THE PROBLEM>
None of the images should appear in your copy. Transcribe the data in full.

Photo-based referring expression data:
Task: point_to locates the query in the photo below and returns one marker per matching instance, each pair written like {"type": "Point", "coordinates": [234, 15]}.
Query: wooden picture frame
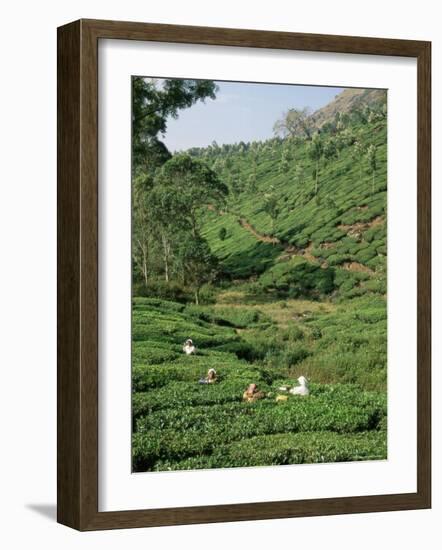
{"type": "Point", "coordinates": [78, 274]}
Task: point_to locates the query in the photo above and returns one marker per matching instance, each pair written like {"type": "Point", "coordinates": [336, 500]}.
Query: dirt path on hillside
{"type": "Point", "coordinates": [290, 250]}
{"type": "Point", "coordinates": [306, 253]}
{"type": "Point", "coordinates": [259, 236]}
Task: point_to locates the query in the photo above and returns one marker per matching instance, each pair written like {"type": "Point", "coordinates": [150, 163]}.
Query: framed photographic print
{"type": "Point", "coordinates": [243, 275]}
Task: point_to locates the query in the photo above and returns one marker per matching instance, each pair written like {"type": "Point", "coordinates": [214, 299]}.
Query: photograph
{"type": "Point", "coordinates": [259, 274]}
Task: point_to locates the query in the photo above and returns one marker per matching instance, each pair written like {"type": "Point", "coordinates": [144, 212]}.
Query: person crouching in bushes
{"type": "Point", "coordinates": [188, 347]}
{"type": "Point", "coordinates": [210, 378]}
{"type": "Point", "coordinates": [252, 393]}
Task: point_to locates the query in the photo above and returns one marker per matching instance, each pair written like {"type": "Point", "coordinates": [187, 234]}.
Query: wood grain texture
{"type": "Point", "coordinates": [78, 274]}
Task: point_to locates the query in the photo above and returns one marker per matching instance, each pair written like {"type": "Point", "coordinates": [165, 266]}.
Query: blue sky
{"type": "Point", "coordinates": [241, 112]}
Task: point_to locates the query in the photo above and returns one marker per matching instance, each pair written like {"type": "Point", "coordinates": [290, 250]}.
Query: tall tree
{"type": "Point", "coordinates": [198, 264]}
{"type": "Point", "coordinates": [271, 207]}
{"type": "Point", "coordinates": [316, 150]}
{"type": "Point", "coordinates": [194, 186]}
{"type": "Point", "coordinates": [295, 122]}
{"type": "Point", "coordinates": [153, 102]}
{"type": "Point", "coordinates": [141, 226]}
{"type": "Point", "coordinates": [358, 154]}
{"type": "Point", "coordinates": [372, 164]}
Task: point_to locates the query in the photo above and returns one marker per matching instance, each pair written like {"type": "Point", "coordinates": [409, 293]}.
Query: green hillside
{"type": "Point", "coordinates": [271, 257]}
{"type": "Point", "coordinates": [341, 228]}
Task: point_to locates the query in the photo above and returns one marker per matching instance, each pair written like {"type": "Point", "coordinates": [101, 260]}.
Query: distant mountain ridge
{"type": "Point", "coordinates": [347, 101]}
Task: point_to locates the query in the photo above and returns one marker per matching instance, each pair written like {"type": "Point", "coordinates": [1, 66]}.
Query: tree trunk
{"type": "Point", "coordinates": [145, 265]}
{"type": "Point", "coordinates": [317, 177]}
{"type": "Point", "coordinates": [166, 251]}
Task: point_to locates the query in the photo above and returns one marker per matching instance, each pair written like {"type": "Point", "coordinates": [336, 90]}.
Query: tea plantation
{"type": "Point", "coordinates": [180, 424]}
{"type": "Point", "coordinates": [300, 244]}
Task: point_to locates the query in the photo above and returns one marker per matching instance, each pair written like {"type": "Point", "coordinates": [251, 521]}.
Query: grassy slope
{"type": "Point", "coordinates": [313, 304]}
{"type": "Point", "coordinates": [335, 225]}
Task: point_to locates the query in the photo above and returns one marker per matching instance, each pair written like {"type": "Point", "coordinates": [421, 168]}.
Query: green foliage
{"type": "Point", "coordinates": [299, 278]}
{"type": "Point", "coordinates": [180, 424]}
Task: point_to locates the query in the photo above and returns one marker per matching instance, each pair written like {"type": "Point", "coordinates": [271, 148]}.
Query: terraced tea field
{"type": "Point", "coordinates": [180, 424]}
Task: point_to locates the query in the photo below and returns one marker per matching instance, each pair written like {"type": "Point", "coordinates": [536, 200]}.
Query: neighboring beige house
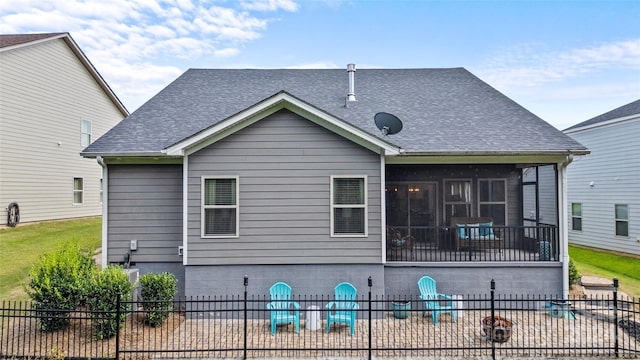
{"type": "Point", "coordinates": [604, 187]}
{"type": "Point", "coordinates": [53, 104]}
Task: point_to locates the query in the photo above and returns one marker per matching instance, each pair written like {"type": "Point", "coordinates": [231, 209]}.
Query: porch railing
{"type": "Point", "coordinates": [511, 243]}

TASK OUTPUT>
Task: point_to locates the query in the photo below and returns one marker per matching instance, each pair written like {"type": "Point", "coordinates": [234, 15]}.
Query: wooden picture frame
{"type": "Point", "coordinates": [78, 274]}
Task: point_to locates the query in the photo above and returns one marker per matching instance, each pair written like {"type": "Point", "coordinates": [336, 500]}.
Query: dirt path on hillside
{"type": "Point", "coordinates": [290, 250]}
{"type": "Point", "coordinates": [306, 253]}
{"type": "Point", "coordinates": [259, 236]}
Task: point_to locates the query in the photo above and returns one marker per matching instance, each pair written like {"type": "Point", "coordinates": [150, 163]}.
Query: framed photographic print
{"type": "Point", "coordinates": [243, 275]}
Task: point_to locates the query in the photo above and returns one marker per matching instance, each pair written like {"type": "Point", "coordinates": [214, 299]}.
Query: photograph
{"type": "Point", "coordinates": [259, 274]}
Task: point_to locates the query in the photo above and returns one marker per matching instance, each pair written like {"type": "Point", "coordinates": [144, 212]}.
Query: person crouching in bushes
{"type": "Point", "coordinates": [188, 347]}
{"type": "Point", "coordinates": [210, 378]}
{"type": "Point", "coordinates": [252, 393]}
Task: point_to locates the query in the photo above and returns one marker per matching instance, each pair written like {"type": "Point", "coordinates": [187, 234]}.
Query: wood grain texture
{"type": "Point", "coordinates": [78, 274]}
Task: point_to locates the query in the photo above and returns one marker per matching instance, each pair written like {"type": "Point", "coordinates": [165, 266]}.
Query: blue sky
{"type": "Point", "coordinates": [241, 112]}
Task: point_to locates the query in the photo above and returns one marker per matching instance, each pair written like {"type": "Point", "coordinates": [290, 250]}.
Query: tall tree
{"type": "Point", "coordinates": [198, 264]}
{"type": "Point", "coordinates": [271, 207]}
{"type": "Point", "coordinates": [316, 150]}
{"type": "Point", "coordinates": [194, 186]}
{"type": "Point", "coordinates": [295, 122]}
{"type": "Point", "coordinates": [153, 102]}
{"type": "Point", "coordinates": [141, 226]}
{"type": "Point", "coordinates": [358, 154]}
{"type": "Point", "coordinates": [372, 164]}
Task: point_to locates the query in the photo above and returns one marker per matching instance, each pair written like {"type": "Point", "coordinates": [409, 293]}.
Query: green hillside
{"type": "Point", "coordinates": [271, 257]}
{"type": "Point", "coordinates": [341, 228]}
Task: point_to locates the query in the photo above and returns one marker per matching instance, each pair written like {"type": "Point", "coordinates": [101, 260]}.
Query: distant mountain ridge
{"type": "Point", "coordinates": [347, 101]}
Task: point_to locates the query in the photo above and returns one marker per matching instance, each pair written like {"type": "Point", "coordinates": [1, 66]}.
Query: tree trunk
{"type": "Point", "coordinates": [145, 265]}
{"type": "Point", "coordinates": [317, 177]}
{"type": "Point", "coordinates": [166, 251]}
Task: point_to locates the query in the photo above and returns one marker per matching instance, each pair written like {"type": "Point", "coordinates": [336, 90]}.
Query: tea plantation
{"type": "Point", "coordinates": [180, 424]}
{"type": "Point", "coordinates": [300, 244]}
Task: point_to locates the query in the photo above and returns one marker per matching instance, each pair written like {"type": "Point", "coordinates": [251, 521]}.
Query: grassy slope
{"type": "Point", "coordinates": [313, 304]}
{"type": "Point", "coordinates": [335, 225]}
Task: point_to locates the query in the photo above and returns one marker per matching instance, each pair written like {"type": "Point", "coordinates": [421, 168]}.
Query: green foliage
{"type": "Point", "coordinates": [299, 278]}
{"type": "Point", "coordinates": [180, 424]}
Task: point_to locates the query in the photo above and returns one marker per matching instance, each pair written like {"type": "Point", "coordinates": [271, 148]}.
Query: terraced tea field
{"type": "Point", "coordinates": [180, 424]}
Task: point_to locates the query in the photo below and returns one marker per matching instance, each pair written like {"type": "Point", "coordinates": [536, 200]}.
Query: neighboring beige house
{"type": "Point", "coordinates": [604, 187]}
{"type": "Point", "coordinates": [53, 104]}
Task: point_to locates the query in the photo above and returns one marker per matching instance, each pair written like {"type": "Point", "coordinates": [231, 209]}.
Query: porch railing
{"type": "Point", "coordinates": [511, 243]}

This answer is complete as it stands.